Questions:
**A)** Copy the passage from the abstract on antisense RNA down-regulation of RNaseE in E.coli. Begin at the words "In difference to" and stop after "RNA inhibition applications.".
**B)** According to the abstract on antisense RNA down-regulation of RNaseE in E.coli, to what fraction of the wild type level could the cellular level of RNaseE be decreased?

Passage provided:
┄┄┄┄┄┄┄┄┄┄

Antisense RNA based down-regulation of RNaseE in E.coli
Bioprocess Engineering Laboratory, Department of Process and Environmental Engineering and Biocenter Oulu, P. O. Box 4300, University of Oulu, FIN-90014 Oulu, Finland
Microbial Cell Factories 2006, 5:38 doi:10.1186/1475-2859-5-38Published: 12 December 2006
Messenger RNA decay is an important mechanism for controlling gene expression in all organisms. The rate of the mRNA degradation directly affects the steady state concentration of mRNAs and therefore influences the protein synthesis. RNaseE has a key importance for the general mRNA decay in E.coli. While RNaseE initiates the degradation of most mRNAs in E.coli, it is likely that the enzyme is also responsible for the degradation of recombinant RNAs. As RNaseE is essential for cell viability and knockout mutants cannot be cultured, we investigated the possibility for a down-regulation of the intracellular level of RNaseE by antisense RNAs. During this study, an antisense RNA based approach could be established which revealed a strong reduction of the intracellular level of RNaseE in E.coli.
Despite the autoregulation of rne mRNA by its gene product, significant antisense downregulation of RNaseE is possible. The expression of antisense RNAs did not effect the cell growth negatively. The amount of antisense RNA was monitored quantitatively by a fluorescence based sandwich hybridisation assay. Induction by anhydrotetracycline was followed by a 25-fold increase of the detectable antisense RNA molecules per cell. The antisense RNA level was maintained above 400 molecules per cell until the stationary phase, which caused the level of expressed antisense RNAs to decrease markedly. Western blot experiments revealed the strongest reduction in the RNaseE protein level 90 min after antisense RNA induction. The cellular level of RNaseE could be decreased to 35% of the wild type level. When the growth entered the stationary phase, the RNaseE level was maintained still at 50 to 60% of the wild type level.
In difference to eukaryotic cells, where the RNAi technology is widely used, this technology is rather unexplored in bacteria, although different natural systems use antisense RNA-based silencing, and a few studies have earlier indicated the potential of this technology also in prokaryotes. Our results show that even complicated self-regulatory systems such as RNaseE may be controlled by antisense RNA technology, indicating that systems based on antisense RNA expression may have a potential for controlling detrimental factors with plasmid-based constructs in arbitrary strains while maintaining their beneficial characteristics. The study also proved that the RNA sandwich hybridisation technique is directly applicable to quantify small RNA molecules in crude cell extracts, which may have a broader application potential as a monitoring tool in RNA inhibition applications.

┄┄┄┄┄┄┄┄┄┄

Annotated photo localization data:

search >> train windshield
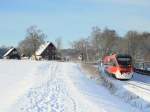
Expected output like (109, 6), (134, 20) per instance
(117, 57), (132, 65)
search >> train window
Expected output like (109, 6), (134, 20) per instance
(117, 57), (132, 65)
(109, 60), (116, 66)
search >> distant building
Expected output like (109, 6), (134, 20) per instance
(3, 47), (20, 59)
(35, 42), (57, 60)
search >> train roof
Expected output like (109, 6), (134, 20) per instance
(116, 54), (131, 58)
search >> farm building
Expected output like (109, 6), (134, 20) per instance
(3, 47), (21, 59)
(35, 42), (57, 60)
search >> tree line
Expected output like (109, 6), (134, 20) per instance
(71, 27), (150, 61)
(0, 25), (62, 58)
(0, 26), (150, 61)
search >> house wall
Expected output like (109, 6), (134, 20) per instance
(41, 44), (56, 60)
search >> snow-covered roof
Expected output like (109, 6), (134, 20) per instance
(4, 47), (15, 57)
(35, 42), (51, 55)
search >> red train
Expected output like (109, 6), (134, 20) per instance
(103, 54), (133, 79)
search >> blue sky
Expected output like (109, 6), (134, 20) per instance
(0, 0), (150, 48)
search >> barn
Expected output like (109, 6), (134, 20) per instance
(3, 47), (21, 59)
(35, 42), (57, 60)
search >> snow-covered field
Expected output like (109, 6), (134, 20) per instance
(99, 67), (150, 112)
(0, 60), (140, 112)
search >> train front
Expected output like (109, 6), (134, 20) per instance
(115, 55), (133, 79)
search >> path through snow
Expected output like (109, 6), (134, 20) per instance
(0, 62), (141, 112)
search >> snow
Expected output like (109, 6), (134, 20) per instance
(35, 42), (50, 56)
(4, 48), (15, 57)
(99, 64), (150, 112)
(0, 60), (139, 112)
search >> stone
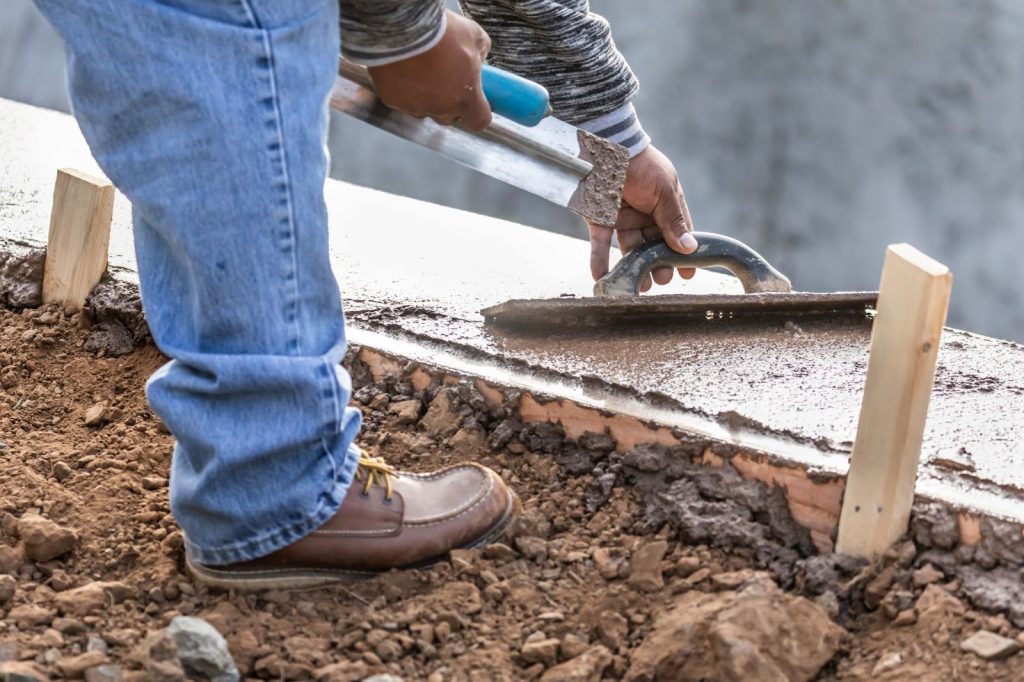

┄┄┄┄┄┄┄┄┄┄

Expected responses:
**A)**
In difference to eukaryotic cells, where the RNAi technology is widely used, this technology is rather unexplored in bacteria, although different natural systems use antisense RNA-based silencing, and a few studies have earlier indicated the potential of this technology also in prokaryotes. Our results show that even complicated self-regulatory systems such as RNaseE may be controlled by antisense RNA technology, indicating that systems based on antisense RNA expression may have a potential for controlling detrimental factors with plasmid-based constructs in arbitrary strains while maintaining their beneficial characteristics. The study also proved that the RNA sandwich hybridisation technique is directly applicable to quantify small RNA molecules in crude cell extracts, which may have a broader application potential as a monitoring tool in RNA inhibition applications.

**B)** 35% of the wild type level.